Lines of data
────────────────────────────────────────

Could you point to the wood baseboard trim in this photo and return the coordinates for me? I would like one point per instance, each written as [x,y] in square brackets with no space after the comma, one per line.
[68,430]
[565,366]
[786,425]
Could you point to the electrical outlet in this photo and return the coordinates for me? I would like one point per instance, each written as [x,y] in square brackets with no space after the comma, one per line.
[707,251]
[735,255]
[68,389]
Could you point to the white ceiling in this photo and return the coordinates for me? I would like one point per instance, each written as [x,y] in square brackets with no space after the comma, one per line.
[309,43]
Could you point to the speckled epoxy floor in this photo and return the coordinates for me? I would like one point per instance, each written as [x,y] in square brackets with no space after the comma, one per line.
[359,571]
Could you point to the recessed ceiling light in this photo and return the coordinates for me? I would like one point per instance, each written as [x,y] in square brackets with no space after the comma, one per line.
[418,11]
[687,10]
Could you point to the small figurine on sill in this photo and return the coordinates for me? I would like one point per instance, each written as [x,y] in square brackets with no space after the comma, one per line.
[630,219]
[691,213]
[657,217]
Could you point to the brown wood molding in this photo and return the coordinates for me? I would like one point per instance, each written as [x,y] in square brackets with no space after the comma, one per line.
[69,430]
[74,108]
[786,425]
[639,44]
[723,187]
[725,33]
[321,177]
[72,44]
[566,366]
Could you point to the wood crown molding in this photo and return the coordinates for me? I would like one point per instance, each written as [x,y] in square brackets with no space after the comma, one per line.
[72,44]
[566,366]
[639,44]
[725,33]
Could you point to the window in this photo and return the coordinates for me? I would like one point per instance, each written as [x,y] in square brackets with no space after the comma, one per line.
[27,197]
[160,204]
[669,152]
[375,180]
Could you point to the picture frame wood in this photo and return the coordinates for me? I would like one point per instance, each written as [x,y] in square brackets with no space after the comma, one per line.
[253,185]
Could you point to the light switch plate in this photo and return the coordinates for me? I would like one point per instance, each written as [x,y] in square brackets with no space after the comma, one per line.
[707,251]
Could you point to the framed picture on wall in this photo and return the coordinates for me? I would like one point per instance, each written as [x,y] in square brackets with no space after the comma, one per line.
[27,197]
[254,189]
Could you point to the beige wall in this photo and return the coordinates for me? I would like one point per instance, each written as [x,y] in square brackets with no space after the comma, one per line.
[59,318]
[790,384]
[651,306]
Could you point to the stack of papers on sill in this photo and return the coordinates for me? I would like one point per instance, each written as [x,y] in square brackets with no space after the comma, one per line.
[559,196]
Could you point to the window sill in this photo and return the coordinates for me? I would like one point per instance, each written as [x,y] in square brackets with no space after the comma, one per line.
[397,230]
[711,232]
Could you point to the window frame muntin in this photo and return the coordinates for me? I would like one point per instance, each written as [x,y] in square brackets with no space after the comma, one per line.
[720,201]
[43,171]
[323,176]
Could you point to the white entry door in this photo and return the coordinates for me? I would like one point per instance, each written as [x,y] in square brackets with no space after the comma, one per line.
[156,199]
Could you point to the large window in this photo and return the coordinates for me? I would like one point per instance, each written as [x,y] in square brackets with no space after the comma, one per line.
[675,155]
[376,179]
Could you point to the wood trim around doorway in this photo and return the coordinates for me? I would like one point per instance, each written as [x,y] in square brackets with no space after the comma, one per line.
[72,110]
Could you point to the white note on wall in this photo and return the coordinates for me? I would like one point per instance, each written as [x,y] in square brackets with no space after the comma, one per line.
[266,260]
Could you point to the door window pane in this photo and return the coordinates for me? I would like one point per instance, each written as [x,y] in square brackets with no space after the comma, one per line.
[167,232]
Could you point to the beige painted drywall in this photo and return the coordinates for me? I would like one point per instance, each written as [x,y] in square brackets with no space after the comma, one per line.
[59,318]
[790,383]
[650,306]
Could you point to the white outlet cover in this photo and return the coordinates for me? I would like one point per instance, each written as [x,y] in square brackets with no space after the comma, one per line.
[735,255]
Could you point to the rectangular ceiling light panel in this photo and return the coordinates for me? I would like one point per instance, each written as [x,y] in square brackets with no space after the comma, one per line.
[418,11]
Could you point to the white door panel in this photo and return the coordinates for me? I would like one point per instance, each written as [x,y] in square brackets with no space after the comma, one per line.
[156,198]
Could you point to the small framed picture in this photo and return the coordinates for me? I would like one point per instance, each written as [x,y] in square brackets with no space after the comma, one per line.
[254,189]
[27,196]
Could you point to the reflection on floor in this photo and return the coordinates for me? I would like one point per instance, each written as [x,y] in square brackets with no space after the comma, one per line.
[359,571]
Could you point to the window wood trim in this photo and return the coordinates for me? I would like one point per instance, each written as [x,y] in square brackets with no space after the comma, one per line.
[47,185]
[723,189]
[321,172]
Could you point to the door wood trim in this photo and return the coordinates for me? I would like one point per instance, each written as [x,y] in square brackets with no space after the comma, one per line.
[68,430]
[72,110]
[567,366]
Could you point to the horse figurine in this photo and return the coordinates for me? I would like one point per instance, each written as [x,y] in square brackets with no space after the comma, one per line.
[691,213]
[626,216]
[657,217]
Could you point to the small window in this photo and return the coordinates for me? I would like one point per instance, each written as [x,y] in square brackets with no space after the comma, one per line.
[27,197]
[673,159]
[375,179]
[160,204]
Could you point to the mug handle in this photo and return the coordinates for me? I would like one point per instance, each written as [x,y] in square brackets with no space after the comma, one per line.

────────────────────────────────────────

• [Task prompt]:
Output each entry precisely as given.

• [Task output]:
Could you point to the wood baseboard trim in this photo and return the coordinates for me? I would like one point per instance, each written as [x,y] in square brackets with no space after the comma, one per line.
[68,430]
[565,366]
[786,425]
Could you point to the electrical outlet in this photo and return the coordinates for me? I would like one point per instance, each written as [x,y] in square brackets with no space after the comma, one per line.
[707,251]
[735,255]
[68,389]
Could you point to the white ceiling in this photo and return the coordinates for me? I would like one point per instance, each written as [x,y] in square brackets with no space after the comma, one per line.
[309,43]
Could you point to the speckled epoxy floor in this photo and return the coordinates for me? I would like one point per instance, each written as [x,y] in square brackets with no space after the comma, one per line.
[359,571]
Could you point to the recessed ceiling light in this photo and return the coordinates for me? I would like one point per instance, each written as [x,y] in square brackets with no space after the comma, one per line.
[418,11]
[687,10]
Could you point to the small figurine on sill in this photo and return the coordinates for me? I would like one point per instance, each written as [x,y] in square brackets with no space after the comma, one per line.
[630,219]
[691,213]
[657,217]
Could you point to the brown wood molding in this photo and return the coordinates for me? I would like one point per instance, each written as [x,y] in square brackets with no space after the comma, one per line.
[69,430]
[74,108]
[786,425]
[639,44]
[723,187]
[725,33]
[321,177]
[72,44]
[566,366]
Could you point to the wood crown molding in this photo and return the coordinates for me? I would like one point per instance, each written as [x,y] in square brackets with no space after the comma, one per line.
[72,44]
[566,366]
[639,44]
[725,33]
Could you point to the window in this photo and return the coordinates for me? I would like one point per instance, each written as [x,y] in square brackets with no space after the comma, one per line.
[27,197]
[160,204]
[669,152]
[375,180]
Could you point to the picture frame wood in this photo and return the coordinates for me? I would like one point per instance, each written as [x,y] in square brackets with no space after the comma, one per line.
[253,185]
Could you point to the light switch plate in this photo and return the coordinates for me? I would like one point per instance, each written as [x,y] in square brackets with no space after the comma, one per line.
[707,251]
Could you point to the framed picture on wall in this photo and return the coordinates for me? I would like one point per instance, each written as [x,y] in square brackets with no space after the comma, one per line.
[27,197]
[254,189]
Could you point to the beige wall in this photo and return the coordinates for me? I would like one point per instance, each written as [x,y] in square brackets with no space after the comma, one per line.
[59,318]
[790,384]
[651,306]
Could you point to the stack of papers on sill in this photo and return the coordinates for me? I would like one point per instance, each written as [x,y] in square brackets with no space after the comma, one per line.
[559,196]
Could you point to the window sill in this photo and return the coordinates for me? I would like one point per instance, each written as [x,y] in square brackets with no space after the comma, one per line.
[397,230]
[711,232]
Could you point to the window frame muntin in this photo and return the coordinates for me? I would like one point per instance, each written as [x,y] in square brackets with no space after the comma, one per line.
[720,201]
[43,171]
[323,176]
Could you point to the white entry door in this photo and return the coordinates for me? I would like one point per instance, each written as [x,y] in square brackets with no space after the comma, one per line.
[156,199]
Could you point to the large window in this photo and return the coordinates for me? I would like one point per instance, each written as [x,y] in square brackets with no space after the comma, one per line.
[675,155]
[376,179]
Could you point to the wood trim around doorway in this photo and return the coordinates for me? I would like one point per instance, each written as [x,y] in square brackets with no space after the comma, one per line.
[72,110]
Could you point to the white note on wall in this photo and return the coordinates for me? I would like one point per instance, each written as [x,y] in square brackets with no space after the comma, one per line.
[266,260]
Could you point to the door window pane in this photo and return the coordinates for me? I would like one point per instance, each written as [x,y] in square brackets with no space after the comma, one per line.
[167,232]
Could you point to the beige painted drywall in this photo and return the coordinates for me? I would like one point per instance, each written as [x,y] in square brackets with no space after the comma, one per line.
[59,318]
[790,383]
[650,306]
Could you point to the white outlet cover in this photo and return the coordinates for me? I would like one point per instance, each written as [x,y] in square brackets with no space after the comma, one per line.
[735,255]
Could you point to the rectangular ceiling light panel in this photo and return the coordinates for me? I would like one point per instance, each written as [x,y] in square brackets with no space after the comma, one per line.
[418,11]
Could you point to the white door panel in this photo and return the coordinates for me? I would like one point per instance, each written as [x,y] in square brackets with no space after the comma, one per line.
[156,198]
Could you point to the small framed picture in this photo and return the coordinates for me? I would like one point per instance, each written as [x,y] in square brackets with no space after the comma, one per line.
[254,189]
[27,196]
Could you point to the reflection on floor in this photo and return the coordinates for me? I would like one point per instance, each written as [x,y] in square brackets with no space after the comma, one per line.
[359,571]
Could you point to the window wood trim in this photo and return the coordinates for me? I would like one point per instance, each written as [x,y] in square brackets with no space after the comma, one per line.
[47,185]
[723,189]
[321,172]
Could you point to the door wood trim in this photo and return the coordinates for me? I would like one point per instance, each written as [x,y] in square brackets with no space after the comma, one per line.
[68,430]
[72,110]
[567,366]
Could you point to the horse figurine in this photo and return the coordinates for me? I would like one point per instance, each written as [x,y] in square brackets with no space after the comma, one per line.
[691,213]
[626,216]
[657,217]
Could you point to the small window in this photo and return the coordinates for me? I would like one point per instance, each written as [x,y] in square brackets with no space after the comma, one per line.
[27,197]
[673,159]
[375,179]
[160,204]
Could you point to the mug handle in this photo and return the coordinates for me? I would like one point per instance, each written as [x,y] in square brackets with no space after the comma, one per line.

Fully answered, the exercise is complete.